__TASK STATEMENT__:
Please copy out every one of the entries below verbatim, line for line.

===== TASK INPUT

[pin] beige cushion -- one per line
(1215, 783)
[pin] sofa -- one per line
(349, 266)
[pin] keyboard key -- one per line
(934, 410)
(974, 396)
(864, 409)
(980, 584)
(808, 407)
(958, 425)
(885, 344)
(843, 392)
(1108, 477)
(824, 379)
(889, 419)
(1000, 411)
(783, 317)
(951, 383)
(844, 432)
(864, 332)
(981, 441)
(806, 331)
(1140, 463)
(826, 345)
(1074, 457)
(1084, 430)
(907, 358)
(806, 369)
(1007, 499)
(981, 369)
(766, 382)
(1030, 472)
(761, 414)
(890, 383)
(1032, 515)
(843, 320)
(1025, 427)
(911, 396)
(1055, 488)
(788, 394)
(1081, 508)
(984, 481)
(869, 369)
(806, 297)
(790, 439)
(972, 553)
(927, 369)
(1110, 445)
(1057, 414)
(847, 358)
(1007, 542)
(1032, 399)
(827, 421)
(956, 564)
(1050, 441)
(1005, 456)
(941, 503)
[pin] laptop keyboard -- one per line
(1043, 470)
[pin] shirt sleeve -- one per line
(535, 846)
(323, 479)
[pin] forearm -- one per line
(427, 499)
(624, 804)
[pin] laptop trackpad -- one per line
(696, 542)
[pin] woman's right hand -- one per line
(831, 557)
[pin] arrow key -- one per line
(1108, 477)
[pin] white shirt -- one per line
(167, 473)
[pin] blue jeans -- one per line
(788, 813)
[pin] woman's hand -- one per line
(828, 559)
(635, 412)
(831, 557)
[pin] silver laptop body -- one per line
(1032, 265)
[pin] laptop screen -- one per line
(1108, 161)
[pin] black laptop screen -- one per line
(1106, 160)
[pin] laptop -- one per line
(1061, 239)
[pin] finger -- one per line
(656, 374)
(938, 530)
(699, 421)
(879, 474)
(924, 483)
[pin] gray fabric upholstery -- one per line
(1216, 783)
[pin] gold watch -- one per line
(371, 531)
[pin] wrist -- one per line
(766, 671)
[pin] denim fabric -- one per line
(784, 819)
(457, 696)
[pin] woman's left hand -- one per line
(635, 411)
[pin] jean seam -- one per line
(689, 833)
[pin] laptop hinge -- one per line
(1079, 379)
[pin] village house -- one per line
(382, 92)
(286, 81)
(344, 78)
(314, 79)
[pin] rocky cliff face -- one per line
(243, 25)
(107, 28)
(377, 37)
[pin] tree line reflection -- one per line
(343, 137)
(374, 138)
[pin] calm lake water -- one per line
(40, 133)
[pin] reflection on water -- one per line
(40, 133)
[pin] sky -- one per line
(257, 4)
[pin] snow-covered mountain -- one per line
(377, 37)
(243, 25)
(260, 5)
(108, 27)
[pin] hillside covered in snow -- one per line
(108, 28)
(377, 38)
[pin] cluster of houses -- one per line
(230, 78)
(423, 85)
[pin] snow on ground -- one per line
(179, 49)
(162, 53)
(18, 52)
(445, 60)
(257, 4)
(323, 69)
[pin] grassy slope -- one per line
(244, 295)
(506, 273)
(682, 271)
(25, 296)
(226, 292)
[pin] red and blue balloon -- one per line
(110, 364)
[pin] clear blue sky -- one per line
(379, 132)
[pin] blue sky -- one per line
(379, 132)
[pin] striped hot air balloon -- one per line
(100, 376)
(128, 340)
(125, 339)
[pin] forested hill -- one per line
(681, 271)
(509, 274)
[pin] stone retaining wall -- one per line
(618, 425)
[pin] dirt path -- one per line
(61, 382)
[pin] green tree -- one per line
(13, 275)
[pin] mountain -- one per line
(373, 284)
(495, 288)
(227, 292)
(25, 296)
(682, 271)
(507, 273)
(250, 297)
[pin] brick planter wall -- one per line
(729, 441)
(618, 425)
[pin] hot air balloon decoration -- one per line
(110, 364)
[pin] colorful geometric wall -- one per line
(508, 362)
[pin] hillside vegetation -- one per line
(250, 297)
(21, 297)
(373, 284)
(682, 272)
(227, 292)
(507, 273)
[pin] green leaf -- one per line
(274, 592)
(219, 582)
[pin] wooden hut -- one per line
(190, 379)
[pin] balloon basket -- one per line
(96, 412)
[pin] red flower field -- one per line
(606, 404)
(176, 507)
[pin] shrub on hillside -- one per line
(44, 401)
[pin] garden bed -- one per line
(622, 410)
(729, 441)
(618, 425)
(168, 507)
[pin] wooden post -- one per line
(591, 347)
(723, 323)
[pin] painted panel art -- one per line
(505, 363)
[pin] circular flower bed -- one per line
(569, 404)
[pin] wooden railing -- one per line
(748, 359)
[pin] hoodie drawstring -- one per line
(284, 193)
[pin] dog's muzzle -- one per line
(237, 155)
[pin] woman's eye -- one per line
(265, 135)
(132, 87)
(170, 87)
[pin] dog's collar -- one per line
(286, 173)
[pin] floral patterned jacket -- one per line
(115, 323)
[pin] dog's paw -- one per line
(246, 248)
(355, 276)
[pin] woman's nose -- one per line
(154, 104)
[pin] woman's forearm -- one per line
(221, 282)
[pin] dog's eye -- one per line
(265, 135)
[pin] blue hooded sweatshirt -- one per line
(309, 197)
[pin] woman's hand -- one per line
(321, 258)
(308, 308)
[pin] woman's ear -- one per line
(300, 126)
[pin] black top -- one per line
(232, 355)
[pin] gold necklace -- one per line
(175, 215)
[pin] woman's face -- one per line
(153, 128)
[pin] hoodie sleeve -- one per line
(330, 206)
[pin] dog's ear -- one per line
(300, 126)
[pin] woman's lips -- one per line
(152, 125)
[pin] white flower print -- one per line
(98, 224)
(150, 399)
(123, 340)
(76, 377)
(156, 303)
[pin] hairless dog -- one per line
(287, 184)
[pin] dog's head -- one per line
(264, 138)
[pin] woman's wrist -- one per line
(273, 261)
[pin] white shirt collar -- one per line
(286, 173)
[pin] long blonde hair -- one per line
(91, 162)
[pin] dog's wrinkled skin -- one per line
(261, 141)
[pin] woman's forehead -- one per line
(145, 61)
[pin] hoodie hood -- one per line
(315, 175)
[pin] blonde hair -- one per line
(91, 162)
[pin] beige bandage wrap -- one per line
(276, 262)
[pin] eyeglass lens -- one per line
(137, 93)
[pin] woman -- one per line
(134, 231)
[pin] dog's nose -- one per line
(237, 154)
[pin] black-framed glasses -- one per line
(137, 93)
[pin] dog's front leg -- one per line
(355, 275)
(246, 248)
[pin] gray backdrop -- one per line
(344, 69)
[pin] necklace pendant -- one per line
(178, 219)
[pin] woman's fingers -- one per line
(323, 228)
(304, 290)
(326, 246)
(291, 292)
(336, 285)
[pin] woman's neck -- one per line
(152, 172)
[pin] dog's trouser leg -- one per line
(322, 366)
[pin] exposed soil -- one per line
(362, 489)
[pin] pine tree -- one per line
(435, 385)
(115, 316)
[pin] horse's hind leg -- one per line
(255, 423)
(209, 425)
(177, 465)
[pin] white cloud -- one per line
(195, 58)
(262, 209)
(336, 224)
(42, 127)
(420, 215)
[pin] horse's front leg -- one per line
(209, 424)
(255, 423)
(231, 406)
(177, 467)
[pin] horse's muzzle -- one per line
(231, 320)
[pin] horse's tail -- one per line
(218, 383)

==========

__CORRECT RESPONSE__:
[pin] beige cushion -- one per line
(1215, 783)
[pin] sofa -- one per line
(349, 266)
[pin] keyboard key -- one per line
(934, 410)
(974, 396)
(864, 409)
(980, 584)
(808, 407)
(958, 425)
(885, 344)
(843, 392)
(1108, 477)
(824, 379)
(889, 419)
(1000, 411)
(783, 317)
(951, 383)
(844, 432)
(864, 332)
(981, 441)
(806, 331)
(1140, 463)
(826, 345)
(1074, 457)
(1084, 430)
(907, 358)
(806, 369)
(1007, 499)
(981, 369)
(766, 382)
(1030, 472)
(761, 414)
(890, 383)
(1032, 515)
(843, 320)
(1025, 427)
(911, 396)
(1055, 488)
(788, 394)
(1081, 508)
(984, 481)
(869, 369)
(806, 297)
(790, 439)
(972, 553)
(927, 369)
(1110, 445)
(1057, 414)
(847, 358)
(1007, 542)
(1032, 399)
(827, 421)
(956, 564)
(1050, 441)
(1005, 456)
(941, 503)
[pin] laptop keyboard -- one per line
(1043, 470)
[pin] shirt sleeve -- one per line
(535, 846)
(323, 479)
[pin] forearm -- one per line
(427, 499)
(624, 804)
[pin] laptop trackpad -- one per line
(696, 542)
[pin] woman's right hand -- one per line
(831, 557)
[pin] arrow key -- one per line
(1108, 477)
[pin] white shirt -- one per line
(167, 473)
[pin] blue jeans -- one per line
(788, 813)
[pin] woman's hand -- one per line
(828, 559)
(635, 412)
(831, 557)
[pin] silver laptop body -- one per line
(1032, 265)
[pin] laptop screen -- one per line
(1108, 161)
[pin] black laptop screen -- one per line
(1106, 160)
[pin] laptop -- one per line
(1061, 239)
[pin] finger -- one per line
(656, 374)
(938, 530)
(699, 421)
(879, 474)
(924, 483)
[pin] gray fabric upholstery -- one per line
(1216, 783)
[pin] gold watch -- one per line
(371, 531)
[pin] wrist -- one per line
(766, 671)
[pin] denim fabric -- one per line
(784, 819)
(457, 696)
[pin] woman's left hand -- one per line
(635, 411)
[pin] jean seam -- one per line
(689, 833)
[pin] laptop hinge -- one per line
(1079, 379)
[pin] village house -- one per line
(382, 92)
(286, 81)
(344, 78)
(314, 79)
[pin] rocky cliff face -- one per line
(243, 25)
(107, 28)
(377, 37)
[pin] tree line reflection -- one per line
(343, 137)
(374, 138)
[pin] calm lake water -- one per line
(40, 133)
[pin] reflection on water -- one per line
(40, 133)
[pin] sky -- one per line
(257, 4)
[pin] snow-covered mountain -- one per line
(377, 37)
(243, 25)
(260, 5)
(108, 27)
[pin] hillside covered in snow -- one per line
(108, 28)
(377, 38)
[pin] cluster of houses -- one per line
(230, 78)
(423, 85)
[pin] snow on ground -- one per line
(179, 49)
(162, 53)
(18, 52)
(445, 60)
(257, 4)
(323, 69)
[pin] grassy slope -- one per line
(244, 295)
(506, 273)
(682, 271)
(25, 296)
(226, 292)
[pin] red and blue balloon -- one per line
(110, 364)
[pin] clear blue sky -- one per line
(379, 132)
[pin] blue sky -- one per line
(379, 132)
[pin] striped hot air balloon -- one per line
(100, 376)
(128, 340)
(125, 339)
[pin] forested hill -- one per line
(681, 271)
(509, 274)
[pin] stone retaining wall -- one per line
(618, 425)
[pin] dirt path -- one per line
(61, 382)
[pin] green tree -- one per line
(13, 275)
[pin] mountain -- one per line
(373, 284)
(495, 288)
(227, 292)
(25, 296)
(682, 271)
(507, 273)
(250, 297)
[pin] brick planter wall -- one per line
(729, 441)
(618, 425)
[pin] hot air balloon decoration -- one per line
(110, 364)
[pin] colorful geometric wall -- one per line
(508, 362)
[pin] hillside vegetation -- one per line
(250, 297)
(21, 297)
(373, 284)
(682, 272)
(227, 292)
(507, 273)
[pin] green leaf -- one per line
(274, 592)
(219, 582)
[pin] wooden hut -- one per line
(190, 379)
[pin] balloon basket -- one per line
(96, 412)
[pin] red flower field -- one per line
(606, 404)
(176, 507)
[pin] shrub on hillside -- one per line
(44, 401)
[pin] garden bed -- one per line
(622, 410)
(729, 441)
(618, 425)
(168, 507)
[pin] wooden post -- one per line
(591, 347)
(723, 323)
[pin] painted panel art -- one per line
(505, 363)
[pin] circular flower bed -- one per line
(569, 404)
[pin] wooden railing -- one per line
(748, 359)
[pin] hoodie drawstring -- one per line
(284, 193)
[pin] dog's muzzle -- one per line
(237, 155)
[pin] woman's eye -- one per line
(265, 135)
(132, 87)
(170, 87)
[pin] dog's collar -- one per line
(286, 173)
[pin] floral patterned jacket -- one per line
(115, 323)
[pin] dog's paw -- one per line
(246, 248)
(355, 276)
[pin] woman's nose -- one per line
(154, 104)
[pin] woman's forearm -- one per line
(221, 282)
[pin] dog's eye -- one per line
(265, 135)
[pin] blue hooded sweatshirt -- one per line
(309, 197)
[pin] woman's hand -- one per line
(321, 258)
(308, 308)
[pin] woman's ear -- one per line
(300, 126)
[pin] black top -- one per line
(232, 355)
[pin] gold necklace -- one per line
(175, 215)
[pin] woman's face -- one per line
(153, 128)
[pin] hoodie sleeve -- one per line
(330, 206)
[pin] dog's ear -- one per line
(300, 126)
[pin] woman's lips -- one per line
(152, 125)
[pin] white flower print -- one per line
(98, 224)
(150, 399)
(123, 340)
(76, 377)
(156, 303)
[pin] hairless dog -- one per line
(287, 184)
[pin] dog's head -- one per line
(264, 138)
[pin] woman's wrist -- one per line
(273, 261)
[pin] white shirt collar -- one per line
(286, 173)
[pin] long blonde hair -- one per line
(91, 162)
[pin] dog's wrinkled skin -- one per line
(261, 141)
[pin] woman's forehead -- one per line
(145, 61)
[pin] hoodie hood -- one per line
(315, 175)
[pin] blonde hair -- one per line
(91, 162)
[pin] beige bandage wrap -- one per line
(276, 262)
[pin] eyeglass lens -- one per line
(137, 93)
[pin] woman -- one per line
(134, 231)
[pin] dog's nose -- one per line
(237, 154)
[pin] black-framed glasses -- one per line
(137, 93)
[pin] dog's front leg -- one per line
(355, 275)
(246, 248)
[pin] gray backdrop -- one per line
(344, 69)
[pin] necklace pendant -- one per line
(178, 219)
[pin] woman's fingers -- one per line
(323, 228)
(304, 290)
(326, 246)
(291, 292)
(336, 285)
[pin] woman's neck -- one per line
(152, 172)
[pin] dog's trouser leg -- one per line
(322, 366)
[pin] exposed soil -- one per line
(362, 489)
[pin] pine tree -- one per line
(435, 385)
(115, 316)
[pin] horse's hind leg -- one per line
(255, 423)
(209, 425)
(177, 465)
[pin] white cloud -- one per line
(195, 58)
(262, 209)
(336, 224)
(42, 127)
(420, 215)
[pin] horse's front leg -- one per line
(209, 424)
(255, 423)
(231, 406)
(177, 467)
[pin] horse's muzzle -- one per line
(231, 320)
[pin] horse's tail -- one per line
(218, 383)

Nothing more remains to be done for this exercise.